■ Set exercise ■
Reproduce every line from the beginning of the listing through the line containing "[190,271,225,339]", inclusive, with each bounding-box coordinate in the answers increased by 52. Omit the pictures from your reproduction.

■ Dataset items ■
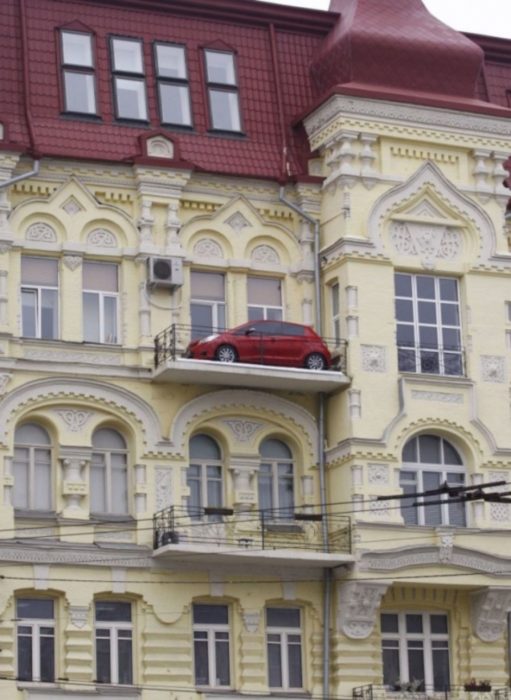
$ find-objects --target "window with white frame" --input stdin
[204,49,241,131]
[21,255,59,340]
[330,282,341,346]
[193,603,231,688]
[258,438,295,520]
[60,30,96,115]
[12,423,53,511]
[266,608,303,690]
[381,612,450,692]
[83,262,119,344]
[190,271,225,339]
[154,42,192,126]
[90,428,129,515]
[111,37,148,121]
[95,600,133,685]
[395,273,464,376]
[399,435,467,527]
[247,277,283,321]
[186,435,223,519]
[16,598,55,683]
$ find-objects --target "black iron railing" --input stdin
[154,323,347,372]
[397,343,465,377]
[153,506,351,553]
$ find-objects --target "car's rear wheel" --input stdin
[305,352,326,369]
[215,345,238,362]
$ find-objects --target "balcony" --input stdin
[397,344,466,377]
[153,507,354,568]
[153,324,350,393]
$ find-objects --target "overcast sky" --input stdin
[260,0,511,39]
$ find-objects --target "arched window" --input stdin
[90,428,128,515]
[13,423,53,511]
[399,435,467,527]
[259,438,295,519]
[186,435,223,518]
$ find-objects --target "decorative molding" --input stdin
[193,238,224,259]
[62,255,82,272]
[25,227,57,243]
[222,419,263,442]
[224,211,252,235]
[367,464,390,486]
[250,245,280,265]
[87,228,117,248]
[481,355,506,384]
[472,586,511,642]
[390,221,462,270]
[412,389,464,403]
[337,581,390,639]
[361,345,387,372]
[55,408,93,433]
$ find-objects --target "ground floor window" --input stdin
[381,612,450,691]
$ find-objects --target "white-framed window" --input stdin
[190,270,225,339]
[204,49,241,131]
[16,598,55,683]
[330,282,341,346]
[60,30,97,115]
[94,600,133,685]
[381,612,450,692]
[395,273,464,376]
[12,423,53,511]
[193,603,231,688]
[111,37,148,121]
[258,438,295,520]
[266,608,303,690]
[21,255,59,340]
[186,434,223,519]
[90,428,129,515]
[154,42,192,126]
[399,435,467,527]
[83,261,119,344]
[247,277,284,321]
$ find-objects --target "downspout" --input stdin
[279,186,332,700]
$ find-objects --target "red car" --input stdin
[185,321,332,369]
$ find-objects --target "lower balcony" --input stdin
[153,507,354,568]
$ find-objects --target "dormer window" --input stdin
[111,37,147,121]
[154,43,192,126]
[205,49,241,132]
[61,31,96,115]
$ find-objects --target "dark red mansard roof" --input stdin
[0,0,511,179]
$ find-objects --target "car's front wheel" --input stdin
[305,352,326,369]
[215,345,238,362]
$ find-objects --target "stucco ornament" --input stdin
[250,245,280,265]
[337,581,390,639]
[472,587,511,642]
[25,226,57,243]
[193,238,224,259]
[87,228,117,248]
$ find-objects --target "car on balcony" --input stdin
[185,320,332,370]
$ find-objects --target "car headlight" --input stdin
[199,333,218,345]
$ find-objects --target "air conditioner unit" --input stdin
[147,258,183,289]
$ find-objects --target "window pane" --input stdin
[64,70,96,114]
[206,51,236,85]
[62,32,93,68]
[83,262,119,292]
[266,608,300,627]
[115,78,147,120]
[160,83,192,126]
[156,44,186,80]
[209,90,241,131]
[21,256,58,287]
[112,39,144,73]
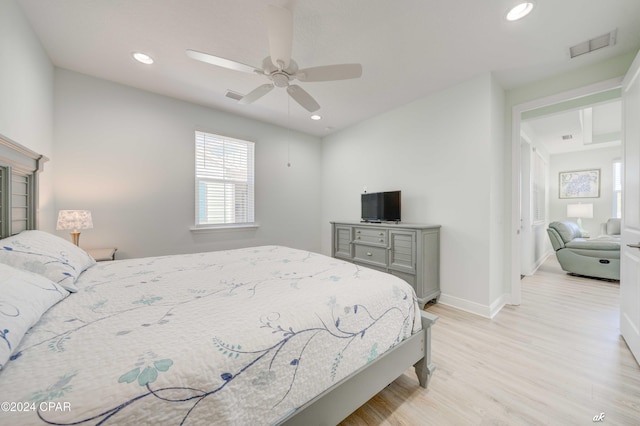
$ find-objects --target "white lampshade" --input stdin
[567,203,593,219]
[56,210,93,231]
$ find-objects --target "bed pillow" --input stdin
[0,231,96,293]
[0,263,69,369]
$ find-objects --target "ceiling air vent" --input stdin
[224,90,244,101]
[569,29,618,58]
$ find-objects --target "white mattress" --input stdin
[0,246,420,425]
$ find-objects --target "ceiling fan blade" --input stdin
[238,83,274,105]
[296,64,362,81]
[267,5,293,69]
[186,49,260,74]
[287,84,320,112]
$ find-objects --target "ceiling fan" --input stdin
[186,5,362,112]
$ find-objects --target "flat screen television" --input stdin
[361,191,401,222]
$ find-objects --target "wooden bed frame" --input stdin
[0,135,438,426]
[278,311,438,426]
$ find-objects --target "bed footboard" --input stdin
[413,311,438,388]
[277,311,438,426]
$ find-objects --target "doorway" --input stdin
[510,78,622,305]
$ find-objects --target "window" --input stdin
[196,132,254,228]
[0,135,48,238]
[613,161,622,219]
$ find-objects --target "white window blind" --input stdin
[613,161,622,219]
[196,132,254,227]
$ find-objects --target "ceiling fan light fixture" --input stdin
[506,1,534,21]
[131,52,153,65]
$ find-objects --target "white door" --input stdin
[620,50,640,362]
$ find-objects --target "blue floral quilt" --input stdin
[0,246,420,425]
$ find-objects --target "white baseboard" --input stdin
[438,294,509,319]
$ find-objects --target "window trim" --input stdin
[190,129,260,232]
[0,134,49,238]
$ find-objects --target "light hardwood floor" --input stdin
[342,257,640,426]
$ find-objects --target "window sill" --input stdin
[189,222,260,232]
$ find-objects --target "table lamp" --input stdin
[56,210,93,245]
[567,203,593,237]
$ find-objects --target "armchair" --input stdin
[547,222,620,280]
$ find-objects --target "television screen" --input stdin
[361,191,400,222]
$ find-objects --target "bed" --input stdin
[0,134,437,425]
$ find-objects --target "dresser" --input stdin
[331,222,440,306]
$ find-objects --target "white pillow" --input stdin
[0,231,96,293]
[0,263,69,369]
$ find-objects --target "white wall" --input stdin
[321,73,504,315]
[504,52,637,300]
[54,69,321,258]
[549,146,622,237]
[0,0,55,229]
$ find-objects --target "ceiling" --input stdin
[522,99,622,155]
[18,0,640,136]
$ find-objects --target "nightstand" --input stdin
[85,248,118,262]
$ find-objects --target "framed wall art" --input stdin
[558,169,600,198]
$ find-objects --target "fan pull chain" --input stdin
[287,96,291,167]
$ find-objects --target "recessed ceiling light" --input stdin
[507,1,533,21]
[133,52,153,65]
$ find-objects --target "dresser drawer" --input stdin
[353,228,389,247]
[353,244,387,268]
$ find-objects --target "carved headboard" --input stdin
[0,135,48,238]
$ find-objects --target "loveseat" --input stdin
[547,222,620,280]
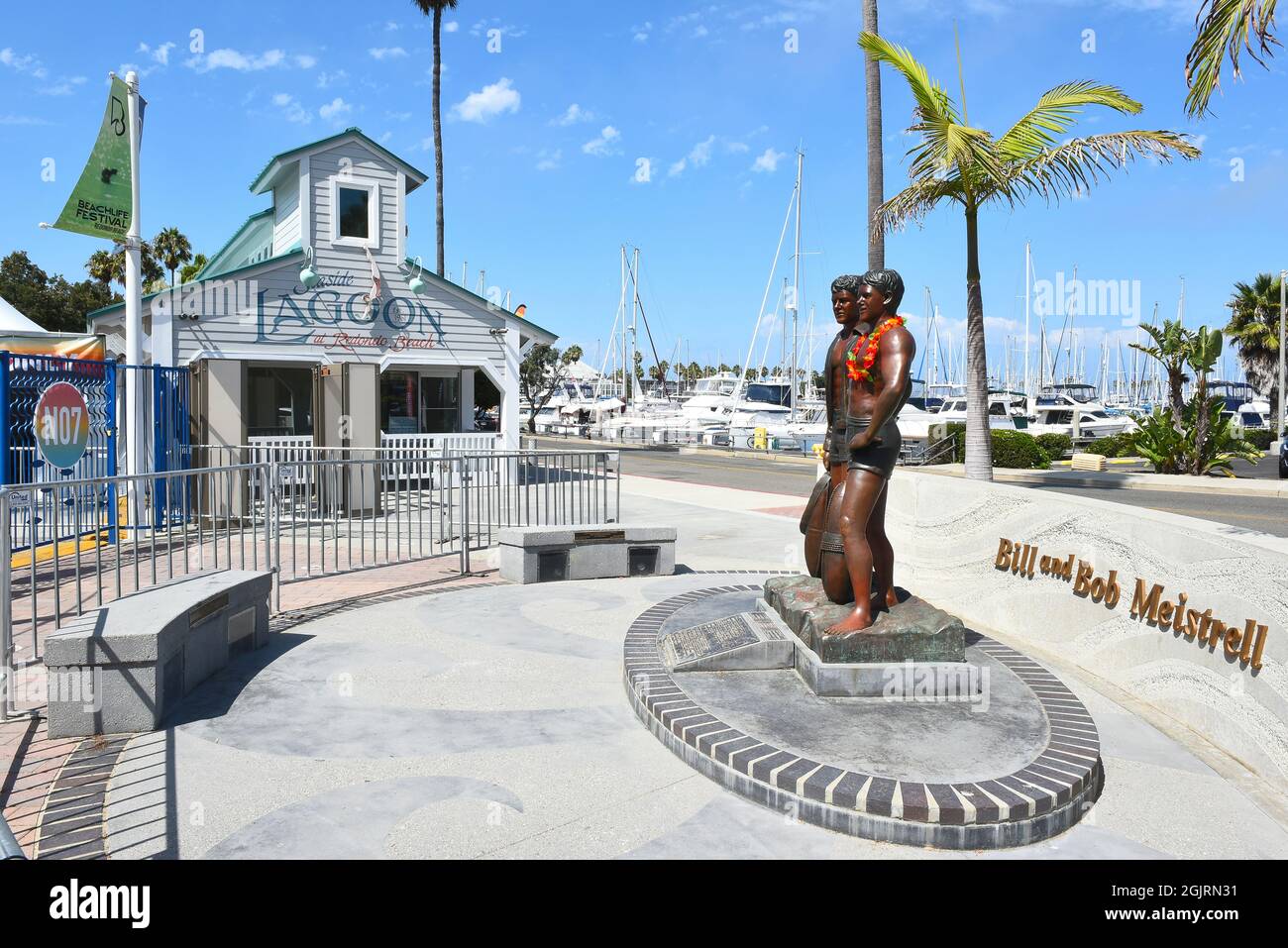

■ Written answer ■
$ find-objects --target "window with white frame" --input stdin
[256,101,293,183]
[73,307,111,392]
[382,334,393,398]
[245,655,283,740]
[310,490,347,572]
[112,82,148,167]
[64,475,105,563]
[318,660,355,742]
[433,664,502,744]
[135,314,171,396]
[242,323,277,391]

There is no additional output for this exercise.